Sommario anno XI numero 1 - gennaio 2002
ENRICO
FERMI E LA PILA ATOMICA -
pag. 15
4 - Negli USA: 1930 e
1942
Siamo arrivati alla quarta
parte di questa rubrica curata da Nicola Pacilio e dedicata ad Enrico
Fermi e la Pila Atomica. La rubrica impegnerà l’autore e Controluce, a
partire da ottobre 2001, in coincidenza con il centenario della nascita
(29 settembre 2001), via via per un intero anno fino al 2 dicembre 2002
quando sarà commemorato il 60mo anniversario del primo esperimento, con
la pila atomica, della produzione di energia nucleare.
Nicola Pacilio si occupa di Storia e Filosofia della Scienza ed è libero
docente in fisica del reattore nucleare in Italia (Roma) e negli Stati
Uniti (Università di California - Berkeley).
La
festa decennale di una squadra vincente. Ecco, uno per uno, gli
intervistati. Herbert L. Anderson aveva 28 anni il giorno del fatidico
esperimento, oggi è uno dei fisici particellari più brillanti del paese;
Walter Zinn è l’attuale direttore del Argonne National Laboratory;
Samuel K. Allison uno degli uomini chiave della chimica dell’esperimento
critico. Leo Szilard uno dei tre fisici ungheresi (gli altri due erano
Eugene Wigner ed Edward Teller) in grado di focalizzare l’attenzione e
l’interesse del presidente Franklyn D. Roosevelt sulle possibilità di
sviluppo dell’energia atomica; Leona Marshall, specialista in
radioattività, la sola donna di tutto il progetto; Enrico Fermi,
vincitore di un Premio Nobel per la fisica nel 1938, ideatore
dell’esperimento originale; Arthur H. Compton, vincitore del Premio
Nobel per la fisica nel 1927.
Una pila atomica. “Mi chiamo Herbert L. Anderson (HA) sono venuto dalla
Columbia University della città di New York per costruire questa pila.
Ero appunto qui il 2 dicembre 1942 per sovraintendere al funzionamento
della macchina”.
America, primo amore. Fermi ha visitato per la prima volta gli USA durante
l’estate del 1930. Rasetti era stato a Pasadena, presso il California
Institute of Technology (CIT), nel 1929 e, al suo ritorno a Roma, aveva
riempito le nostre teste con i racconti delle meraviglie della California.
=-=-=-=-=
### [PROBLEMA POSTO 1]
Trascrivi dal testo su Fermi e la pila atomica il brano che inizia con le parole "Sommario anno XI" e termina dopo "di energia nucleare.".
### [PROBLEMA POSTO 2]
Secondo il testo su Fermi e la pila atomica, quando Fermi visitò per la prima volta gli Stati Uniti?

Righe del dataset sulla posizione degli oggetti
=-=-=-=-=
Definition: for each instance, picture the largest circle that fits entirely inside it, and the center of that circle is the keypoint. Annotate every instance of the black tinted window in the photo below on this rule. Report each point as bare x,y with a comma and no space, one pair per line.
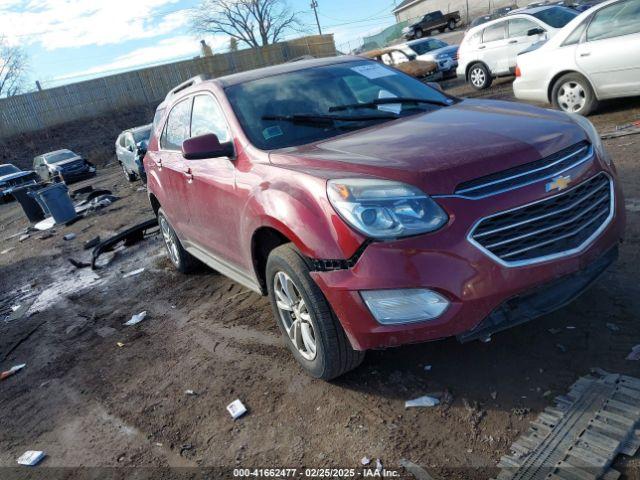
494,32
177,128
556,17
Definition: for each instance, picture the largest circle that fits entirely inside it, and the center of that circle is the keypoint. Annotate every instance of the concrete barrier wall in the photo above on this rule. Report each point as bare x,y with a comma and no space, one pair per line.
47,108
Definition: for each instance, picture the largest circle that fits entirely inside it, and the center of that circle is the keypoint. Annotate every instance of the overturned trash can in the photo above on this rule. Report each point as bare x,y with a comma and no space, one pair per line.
55,199
25,197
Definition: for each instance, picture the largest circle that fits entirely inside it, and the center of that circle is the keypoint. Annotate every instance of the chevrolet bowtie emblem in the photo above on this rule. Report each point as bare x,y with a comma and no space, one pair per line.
558,183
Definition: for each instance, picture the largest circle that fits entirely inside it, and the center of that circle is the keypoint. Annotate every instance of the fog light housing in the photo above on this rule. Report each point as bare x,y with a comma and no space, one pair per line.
390,307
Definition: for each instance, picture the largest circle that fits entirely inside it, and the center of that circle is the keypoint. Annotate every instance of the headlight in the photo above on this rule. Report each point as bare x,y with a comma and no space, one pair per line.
384,209
594,136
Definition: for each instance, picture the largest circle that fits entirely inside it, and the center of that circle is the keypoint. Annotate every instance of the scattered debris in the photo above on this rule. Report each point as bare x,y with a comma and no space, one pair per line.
635,353
91,243
129,236
12,371
425,401
416,470
137,318
236,409
133,273
581,436
78,264
31,458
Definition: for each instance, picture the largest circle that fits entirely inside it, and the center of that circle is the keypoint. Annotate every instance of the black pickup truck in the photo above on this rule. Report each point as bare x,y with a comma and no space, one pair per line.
431,22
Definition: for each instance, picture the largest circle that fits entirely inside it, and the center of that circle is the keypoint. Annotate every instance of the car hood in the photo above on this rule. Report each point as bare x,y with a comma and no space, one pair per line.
13,176
439,150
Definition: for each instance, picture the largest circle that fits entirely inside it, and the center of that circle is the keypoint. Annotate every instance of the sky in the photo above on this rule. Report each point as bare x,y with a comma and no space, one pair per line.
72,40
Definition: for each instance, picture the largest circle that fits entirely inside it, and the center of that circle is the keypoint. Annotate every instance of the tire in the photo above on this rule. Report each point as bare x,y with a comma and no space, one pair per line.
331,355
479,76
131,177
572,93
181,259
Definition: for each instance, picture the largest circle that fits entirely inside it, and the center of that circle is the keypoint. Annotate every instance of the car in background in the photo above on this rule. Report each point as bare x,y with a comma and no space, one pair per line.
490,50
12,177
405,62
431,22
64,165
131,145
595,57
434,50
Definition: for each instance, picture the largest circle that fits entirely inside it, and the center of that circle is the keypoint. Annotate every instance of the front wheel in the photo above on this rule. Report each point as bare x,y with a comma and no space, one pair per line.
573,94
480,76
311,330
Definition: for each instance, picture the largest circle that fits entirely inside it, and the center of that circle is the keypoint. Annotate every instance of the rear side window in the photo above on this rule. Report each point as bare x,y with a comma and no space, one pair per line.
177,129
494,32
615,20
208,118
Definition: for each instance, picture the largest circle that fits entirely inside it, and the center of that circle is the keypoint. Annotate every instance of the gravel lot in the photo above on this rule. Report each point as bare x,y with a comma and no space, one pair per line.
88,402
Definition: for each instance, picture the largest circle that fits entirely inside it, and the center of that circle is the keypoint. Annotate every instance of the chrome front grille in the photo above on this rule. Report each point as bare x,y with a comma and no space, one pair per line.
527,173
556,226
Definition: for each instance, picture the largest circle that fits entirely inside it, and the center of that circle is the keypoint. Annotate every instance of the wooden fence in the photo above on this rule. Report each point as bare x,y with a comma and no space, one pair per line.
47,108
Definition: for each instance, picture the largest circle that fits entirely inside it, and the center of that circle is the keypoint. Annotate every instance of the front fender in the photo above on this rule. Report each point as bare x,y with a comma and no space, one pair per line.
300,211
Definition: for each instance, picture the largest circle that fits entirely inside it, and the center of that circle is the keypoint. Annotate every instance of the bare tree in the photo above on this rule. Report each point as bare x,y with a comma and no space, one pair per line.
254,22
13,66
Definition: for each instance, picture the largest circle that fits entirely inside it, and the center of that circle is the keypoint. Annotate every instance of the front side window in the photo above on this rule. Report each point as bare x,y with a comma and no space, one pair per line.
619,19
270,109
177,129
519,27
556,17
494,32
208,118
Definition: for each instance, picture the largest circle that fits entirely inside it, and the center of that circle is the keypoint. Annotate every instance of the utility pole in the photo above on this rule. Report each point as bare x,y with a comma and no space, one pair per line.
314,5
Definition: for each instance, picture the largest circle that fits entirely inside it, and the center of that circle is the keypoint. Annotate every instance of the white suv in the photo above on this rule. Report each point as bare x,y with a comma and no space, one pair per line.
490,50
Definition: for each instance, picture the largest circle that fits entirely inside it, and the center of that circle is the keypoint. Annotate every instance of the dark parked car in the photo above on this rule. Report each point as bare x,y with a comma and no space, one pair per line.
375,210
12,177
131,146
432,22
64,164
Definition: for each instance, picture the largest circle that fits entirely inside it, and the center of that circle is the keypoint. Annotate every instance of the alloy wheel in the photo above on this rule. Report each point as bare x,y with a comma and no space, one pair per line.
572,96
478,77
295,315
169,240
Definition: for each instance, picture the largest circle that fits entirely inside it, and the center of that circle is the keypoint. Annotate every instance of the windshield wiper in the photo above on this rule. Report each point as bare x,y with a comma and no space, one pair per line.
326,120
388,101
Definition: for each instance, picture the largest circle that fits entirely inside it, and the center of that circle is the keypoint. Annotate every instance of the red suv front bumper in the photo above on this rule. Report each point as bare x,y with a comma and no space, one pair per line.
447,262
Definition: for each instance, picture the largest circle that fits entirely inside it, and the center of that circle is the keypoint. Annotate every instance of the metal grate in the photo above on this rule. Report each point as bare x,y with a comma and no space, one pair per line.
528,173
552,227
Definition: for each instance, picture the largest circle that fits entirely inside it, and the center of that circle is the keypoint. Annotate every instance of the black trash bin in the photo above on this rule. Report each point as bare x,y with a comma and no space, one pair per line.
24,196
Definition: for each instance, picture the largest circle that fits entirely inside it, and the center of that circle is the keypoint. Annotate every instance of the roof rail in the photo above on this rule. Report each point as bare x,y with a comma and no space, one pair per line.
186,84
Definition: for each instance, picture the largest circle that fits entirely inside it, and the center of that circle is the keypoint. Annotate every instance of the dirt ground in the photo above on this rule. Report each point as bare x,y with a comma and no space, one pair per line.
88,402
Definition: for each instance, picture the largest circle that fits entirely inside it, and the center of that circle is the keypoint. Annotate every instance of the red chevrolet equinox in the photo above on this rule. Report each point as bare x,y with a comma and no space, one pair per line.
375,210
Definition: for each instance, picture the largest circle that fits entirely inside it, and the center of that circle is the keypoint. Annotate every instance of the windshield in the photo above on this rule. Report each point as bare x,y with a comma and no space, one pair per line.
140,135
425,46
59,157
556,17
8,170
318,91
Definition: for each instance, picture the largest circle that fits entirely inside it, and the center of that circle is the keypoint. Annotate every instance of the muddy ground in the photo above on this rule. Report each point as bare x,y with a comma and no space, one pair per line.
88,402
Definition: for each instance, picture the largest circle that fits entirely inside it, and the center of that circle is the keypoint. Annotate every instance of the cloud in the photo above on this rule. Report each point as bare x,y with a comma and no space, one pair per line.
75,23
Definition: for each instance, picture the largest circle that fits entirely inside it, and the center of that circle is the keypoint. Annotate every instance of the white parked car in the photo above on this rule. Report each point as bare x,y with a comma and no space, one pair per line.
490,50
595,57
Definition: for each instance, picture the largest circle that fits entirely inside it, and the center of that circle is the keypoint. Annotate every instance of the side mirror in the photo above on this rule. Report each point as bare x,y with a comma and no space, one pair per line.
=-=-=-=-=
### [RISPOSTA COMPLETA 1]
Sommario anno XI numero 1 - gennaio 2002
ENRICO
FERMI E LA PILA ATOMICA -
pag. 15
4 - Negli USA: 1930 e
1942
Siamo arrivati alla quarta
parte di questa rubrica curata da Nicola Pacilio e dedicata ad Enrico
Fermi e la Pila Atomica. La rubrica impegnerà l’autore e Controluce, a
partire da ottobre 2001, in coincidenza con il centenario della nascita
(29 settembre 2001), via via per un intero anno fino al 2 dicembre 2002
quando sarà commemorato il 60mo anniversario del primo esperimento, con
la pila atomica, della produzione di energia nucleare.

### [RISPOSTA COMPLETA 2]
Durante l'estate del 1930.